** Start of Listed records **
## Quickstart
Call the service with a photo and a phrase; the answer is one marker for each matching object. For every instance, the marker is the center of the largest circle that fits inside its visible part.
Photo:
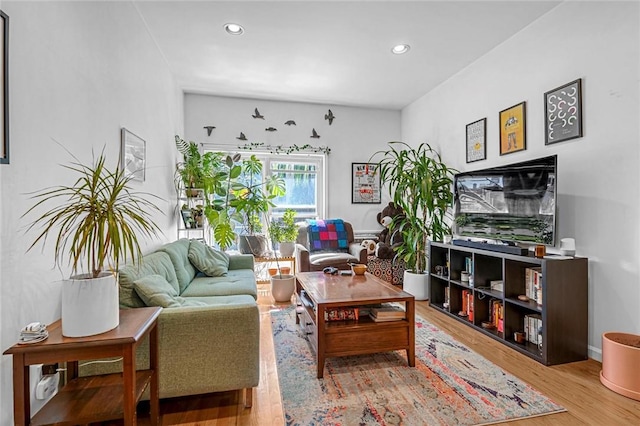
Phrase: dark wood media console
(564, 297)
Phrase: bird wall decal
(258, 115)
(329, 116)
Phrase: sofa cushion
(151, 264)
(206, 259)
(155, 290)
(178, 252)
(237, 282)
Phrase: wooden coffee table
(363, 336)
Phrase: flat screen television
(511, 203)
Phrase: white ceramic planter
(90, 305)
(620, 361)
(282, 287)
(416, 284)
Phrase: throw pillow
(155, 290)
(212, 262)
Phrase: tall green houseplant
(421, 184)
(97, 221)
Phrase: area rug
(450, 384)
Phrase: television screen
(515, 202)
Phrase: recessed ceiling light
(400, 49)
(233, 29)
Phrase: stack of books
(387, 312)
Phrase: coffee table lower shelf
(90, 399)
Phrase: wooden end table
(362, 336)
(94, 398)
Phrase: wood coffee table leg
(320, 366)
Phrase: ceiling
(331, 52)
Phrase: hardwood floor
(575, 386)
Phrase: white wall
(355, 134)
(78, 73)
(597, 174)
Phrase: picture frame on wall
(477, 140)
(133, 155)
(513, 129)
(4, 88)
(365, 183)
(563, 113)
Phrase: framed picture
(365, 183)
(133, 155)
(476, 141)
(513, 129)
(4, 88)
(563, 113)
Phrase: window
(304, 175)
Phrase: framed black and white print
(563, 113)
(4, 88)
(477, 140)
(365, 183)
(133, 155)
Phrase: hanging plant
(284, 149)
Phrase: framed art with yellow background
(513, 129)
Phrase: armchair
(310, 259)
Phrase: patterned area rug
(450, 385)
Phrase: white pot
(90, 305)
(282, 287)
(287, 249)
(416, 284)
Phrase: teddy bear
(389, 238)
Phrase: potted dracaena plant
(421, 184)
(97, 223)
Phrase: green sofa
(209, 329)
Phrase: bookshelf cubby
(563, 283)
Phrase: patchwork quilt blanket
(327, 235)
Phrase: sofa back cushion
(157, 263)
(208, 260)
(155, 290)
(178, 252)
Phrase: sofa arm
(302, 259)
(241, 261)
(201, 350)
(359, 251)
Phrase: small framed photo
(365, 183)
(133, 155)
(563, 113)
(476, 141)
(513, 129)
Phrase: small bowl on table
(358, 268)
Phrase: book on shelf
(341, 314)
(387, 312)
(533, 328)
(533, 284)
(497, 314)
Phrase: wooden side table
(95, 398)
(273, 259)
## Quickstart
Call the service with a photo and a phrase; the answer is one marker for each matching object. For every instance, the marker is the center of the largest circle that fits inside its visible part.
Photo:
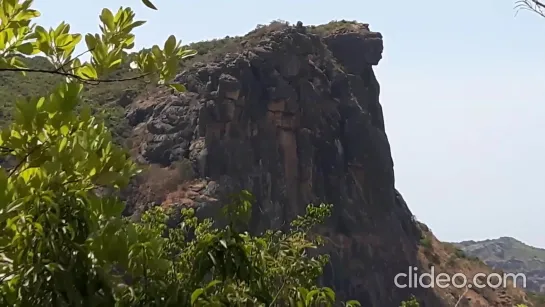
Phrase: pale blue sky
(463, 84)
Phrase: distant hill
(510, 255)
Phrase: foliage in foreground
(63, 241)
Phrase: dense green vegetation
(63, 240)
(64, 243)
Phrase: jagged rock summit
(291, 113)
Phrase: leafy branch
(71, 75)
(536, 6)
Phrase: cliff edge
(292, 114)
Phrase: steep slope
(293, 115)
(511, 255)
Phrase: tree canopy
(64, 242)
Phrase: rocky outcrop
(512, 256)
(295, 118)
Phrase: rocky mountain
(511, 255)
(293, 114)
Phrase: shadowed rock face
(295, 119)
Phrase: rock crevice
(295, 118)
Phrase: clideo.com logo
(412, 279)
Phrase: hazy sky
(462, 86)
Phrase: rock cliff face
(295, 118)
(511, 255)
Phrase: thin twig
(66, 74)
(73, 59)
(23, 160)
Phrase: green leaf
(149, 4)
(107, 18)
(195, 295)
(63, 143)
(170, 45)
(27, 49)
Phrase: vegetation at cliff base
(63, 241)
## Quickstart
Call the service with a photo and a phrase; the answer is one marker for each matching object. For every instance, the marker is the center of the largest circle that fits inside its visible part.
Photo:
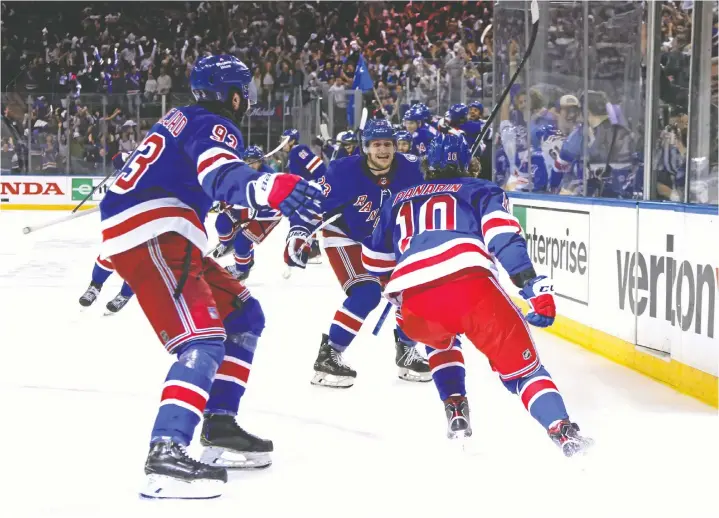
** End of Listed records **
■ Your goal
Update all the collection entries by changing every "marker" to "pin" and leaving everything else the same. Omit the pictures from your answer.

■ Correct answer
## Quickstart
Call the service with a photo and a phrase; the answer is one pin for each matching object. For every instance, the pin is the center of the largest circle that fits inside its visible part.
Photo:
Phrase: dark wood media console
(564, 297)
Phrase: bird wall decal
(258, 115)
(329, 116)
Phrase: sofa cushion
(151, 264)
(206, 259)
(155, 290)
(178, 252)
(237, 282)
Phrase: wooden coffee table
(363, 336)
Phrase: flat screen television
(511, 203)
Phrase: white ceramic planter
(90, 305)
(620, 361)
(282, 287)
(416, 284)
Phrase: throw pillow
(155, 290)
(212, 262)
Phrase: tall green houseplant
(421, 184)
(97, 221)
Phrase: area rug
(450, 384)
Phrase: television screen
(515, 202)
Phrase: recessed ceiling light
(400, 49)
(233, 29)
Phrase: stack of books
(387, 312)
Phrase: coffee table lower shelf
(90, 399)
Phrase: wooden end table
(362, 336)
(94, 398)
Phrase: wood coffee table leg
(320, 366)
Phrase: ceiling
(331, 52)
Phrase: hardwood floor
(575, 386)
Phrase: white wall
(355, 134)
(78, 73)
(597, 174)
Phrase: picture frame on wall
(477, 140)
(133, 155)
(513, 129)
(4, 88)
(365, 183)
(563, 113)
Phrase: framed picture
(365, 183)
(133, 155)
(476, 141)
(513, 129)
(4, 88)
(563, 113)
Phrase: window
(304, 175)
Phrase: framed black and white print
(563, 113)
(4, 88)
(477, 140)
(365, 183)
(133, 155)
Phrase: hanging plant
(284, 149)
Phrase: framed art with yellow background
(513, 129)
Phrase: armchair
(310, 259)
Phrase: patterned area rug
(450, 385)
Phrase: white pot
(90, 305)
(282, 287)
(287, 249)
(416, 284)
Phrase: teddy bear
(389, 238)
Phrase: potted dracaena plant
(421, 184)
(97, 223)
Phrase: green sofa
(209, 329)
Phrase: bookshelf cubby
(563, 283)
Phrase: patchwork quilt blanket
(327, 235)
Phrase: sofa back cushion
(157, 263)
(208, 260)
(155, 290)
(178, 252)
Phrase: sofa arm
(302, 259)
(241, 261)
(201, 350)
(359, 251)
Phrase: small framed photo
(365, 183)
(133, 155)
(563, 113)
(476, 141)
(513, 129)
Phrase: small bowl on table
(358, 268)
Phrase: book on shelf
(341, 314)
(387, 312)
(533, 328)
(533, 284)
(497, 314)
Phrase: wooden side table
(95, 398)
(273, 259)
## Quickstart
Call the service with a photo and a phrase; the answer is one pin for each matching object. For every instance, the pin is the center of the largest circle that fits inside its visible part.
Photo:
Phrase: pale blue sky
(463, 84)
Phrase: distant hill
(510, 255)
Phrase: foliage in foreground
(63, 241)
Phrase: dense green vegetation
(63, 240)
(64, 243)
Phrase: jagged rock summit
(291, 113)
Phrase: leafy branch
(71, 75)
(536, 6)
Phrase: cliff edge
(292, 114)
Phrase: steep slope
(293, 115)
(511, 255)
Phrase: tree canopy
(64, 242)
Phrase: rocky outcrop
(512, 256)
(295, 118)
Phrase: rocky mountain
(511, 255)
(293, 114)
Phrase: shadowed rock face
(295, 119)
Phrase: rock crevice
(295, 118)
Phrase: clideo.com logo
(412, 279)
Phrase: hazy sky
(462, 86)
Phrase: rock cliff face
(295, 118)
(511, 255)
Phrase: thin twig
(66, 74)
(73, 59)
(23, 160)
Phrase: green leaf
(149, 4)
(107, 18)
(195, 295)
(63, 143)
(170, 45)
(27, 49)
Phrase: vegetation at cliff base
(63, 241)
## Quickstart
Call the service with a photo and a phrase; the answer is one pin for each matching object. For every instance, the pin is the center of the largest circle that fits inside its visible part.
Photo:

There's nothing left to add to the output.